____ Selection

A small set of convenient playbooks to assist in preparing K8s worker nodes to host an AIStore deployment. None of these are required. We use all of them in our reference environment, but you're free to make the filesystem as you wish, tune nodes as you wish, etc., in which case either ignore these or use them as a reference.
These playbooks have been tested only on Ubuntu hosts.
Each playbook is documented separately. See the links in the first column below.
Playbook(s) | Useful when |
---|---|
ais_enable_multiqueue | Enabling MQ IO schedulers in Ubuntu releases for which MQ is not the default |
ais_host_config_common | Tuning worker nodes; adding useful packages etc |
ais_datafs_mkfs | Creating or recreating filesystems for AIStore |
ais_host_post_kubespray | Using AIStore chart values that require "unsafe" sysctls; changes kubelet.env to enable them |
ais_gpuhost_config | Configuring GPU compute nodes in the same cluster - install NVIDIA Docker 2, NVIDIA container runtime, etc. |
ais_cluster_management | A collection of playbooks to deploy and upgrade AIS clusters on K8s. Cluster shut down and associated cleanup is also supported. |
The ais_host_config_common
playbook includes a tagging scheme to allow
more granular selection of tasks and to skip tasks that are likely site-specific.

________

## Exercises to complete
a. Extract from the AIStore playbooks page the part that opens with the words containing "A small set" and closes with "on Ubuntu hosts.".
b. Render this sentence from the AIStore playbooks page in Spanish: "These playbooks have been tested only on Ubuntu hosts."
c. Carry on writing the AIStore playbooks page, beginning after its final sentence.

____ Supplied material

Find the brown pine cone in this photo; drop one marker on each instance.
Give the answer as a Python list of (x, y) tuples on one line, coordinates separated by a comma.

________

## The replies
a.
A small set of convenient playbooks to assist in preparing K8s worker nodes to host an AIStore deployment. None of these are required. We use all of them in our reference environment, but you're free to make the filesystem as you wish, tune nodes as you wish, etc., in which case either ignore these or use them as a reference.
These playbooks have been tested only on Ubuntu hosts.

b. Estos playbooks se han probado únicamente en hosts con Ubuntu.

c.
The vars
directory includes variable definitions that control the playbooks,
split into multiple files with comments explaining which playbooks they control
(and which tags will use them).
The hosts-example.ini and ansible-example.cfg files are reference examples for constructing the actual hosts.ini and ansible.cfg files in the same path.
We run playbooks in the following order wrt other steps:
- Hosts are installed with Ubuntu 18.04 LTS; ssh, ansible etc bootstrapped.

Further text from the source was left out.